**Actions to take**
A – According to the article below on AWS Lambda, why could the timing of Lambda's launch not have been better?
B – Write out the section of the AWS Lambda article below that runs from "Source: Gigaom Research" down to "of its competitors.".
C – Pick up the article on AWS Lambda below from its final sentence and keep writing.

**Passage provided**
-------
Why AWS Lambda is a Masterstroke from Amazon

Amazon launched AWS Lambda at its re:Invent conference in November 2014, and though there were over half a dozen other cloud services also announced, Lambda stood out as the most innovative and unique. The service runs snippets of JavaScript code in response to events generated by data services like Amazon S3, Amazon Kinesis, and Amazon DynamoDB. Think of it as a sandwich service that sits in between data sources and the compute layer, abstracting microservices at a higher level than virtualization and containerization. Gigaom Research’s recent CloudTracker report named Lambda as the Disruptive Cloud Technology of the fourth quarter of 2014.

The timing of Lambda’s launch could not be better. AWS stepped ahead of the curve with the product when the entire industry was agog over container technology, its impact on public cloud providers, and the increased competition from Microsoft and Google on core compute, storage, and database services. And Lambda might initially appear to be yet-another cloud service exposing compute, but as the following sections illustrate, it is definitely much more than that.

AWS Lambda Functional Microservices Abstraction Layer

Screen Shot 2015-01-08 at 3.46.31 PM

Source: Gigaom Research

AWS Lambda offers the perfect middle ground  between IaaS and PaaS. It also effectively counters the growing threat of containers to its business by simplifying the task of running code in the cloud. It’s Amazon’s way of delivering a microservices framework far ahead of its competitors.

The Architecture of AWS Lambda 

Lambda is the latest addition to Amazon’s compute service. A simple invocation of os.platform() and os.release() methods within a Lambda function prove that it runs on Amazon Linux AMI (Version 3.14.26–24.46.amzn1.x86_64 to be precise). It is powered by Node.js running V8 JavaScript engine. Each JavaScript snippet is associated with a specific identity defined in IAM with permissions to invoke it. There is another role that assumes access to the event source. Associating these two roles with a Lambda function completes the execution loop. Developers can define the maximum timeout of the function that ranges from 1 second to 60 seconds. Memory can be allocated in the increments of 64MB anywhere between 128MB to 1GB. When a data source raises an event, the details are passed to the Lambda function as a parameter. This opens up many interesting opportunities for developers to perform a variety of tasks including using packages and running Node.js modules.
-------
**Data section**
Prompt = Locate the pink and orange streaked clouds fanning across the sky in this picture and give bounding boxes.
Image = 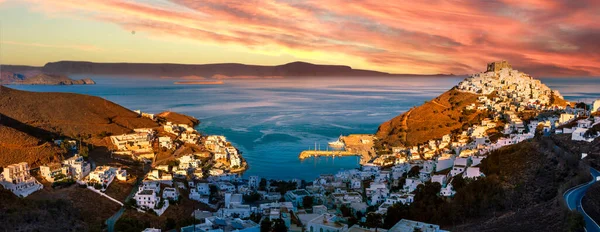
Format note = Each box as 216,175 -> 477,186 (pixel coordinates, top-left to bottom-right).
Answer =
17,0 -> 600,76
-------
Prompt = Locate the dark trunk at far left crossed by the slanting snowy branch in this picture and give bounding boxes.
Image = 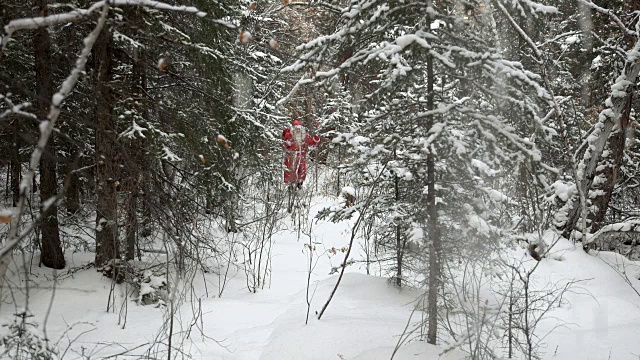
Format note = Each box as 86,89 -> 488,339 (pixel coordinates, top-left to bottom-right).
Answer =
-------
**Results by task**
A – The launch put AWS ahead of the curve at a moment when the whole industry was agog over container technology and its impact on public cloud providers. It also came as Microsoft and Google were increasing competition on core compute, storage, and database services.

B –
Source: Gigaom Research

AWS Lambda offers the perfect middle ground  between IaaS and PaaS. It also effectively counters the growing threat of containers to its business by simplifying the task of running code in the cloud. It’s Amazon’s way of delivering a microservices framework far ahead of its competitors.

C –
Lambda functions are stateless, allowing them to scale rapidly. Depending on the speed at which the events are raised, the runtime can decide to run multiple Lambda function copies concurrently. Another important aspect of Lambda is that the functions cannot be directly exposed to the outside world. Other than the supported sources, it is impossible to invoke Lambda functions. That means the code cannot be exposed at REST endpoints directly. But a Lambda function can invoke other services making outbound calls. This makes it fundamentally different from PaaS and container environments.

Currently, there are three ways of running code in AWS cloud: Amazon EC2, Amazon ECS, and AWS Elastic Beanstalk. EC2 is a full-blown IaaS while ECS is the hosted container environment. Finally, Elastic Beanstalk is a PaaS layer. AWS Lambda forms the fourth service with the capability to execute code in the cloud. But it’s unique in a sense that it is at the intersection of EC2, ECS, and Elastic Beanstalk.

AWS Lambda with EC2, EC2 Container Services, and Elastic Beanstalk

Screen Shot 2015-01-08 at 3.51.04 PM

While it is clear that the Lambda execution environment runs on Amazon EC2, AWS does not disclose how snippets are isolated from each other. To achieve massive scale and strong isolation, AWS could be running containers to host Lambda functions. So it is a microservices environment at the highest level of abstraction.

Let’s compare Lambda with other AWS compute services:

Lambda versus EC2

With Amazon EC2, developers need to spin up VMs and install the right software stack before uploading and running code. This involves dealing with provisioning, configuration, monitoring, managing, and maintaining VMs throughout the application lifecycle. There are many ongoing DevOps-related tasks involved from the time the VM is provisioned. However, this gives maximum control to administrators since they are in the driver’s seat. AWS Lambda doesn’t deal with the VMs at all. It’s just plain code uploaded or written in-line within the browser-based editor. DevOps can never SSH into the Linux VM running Lambda. It can only monitor logs and timeout exceptions raised at runtime.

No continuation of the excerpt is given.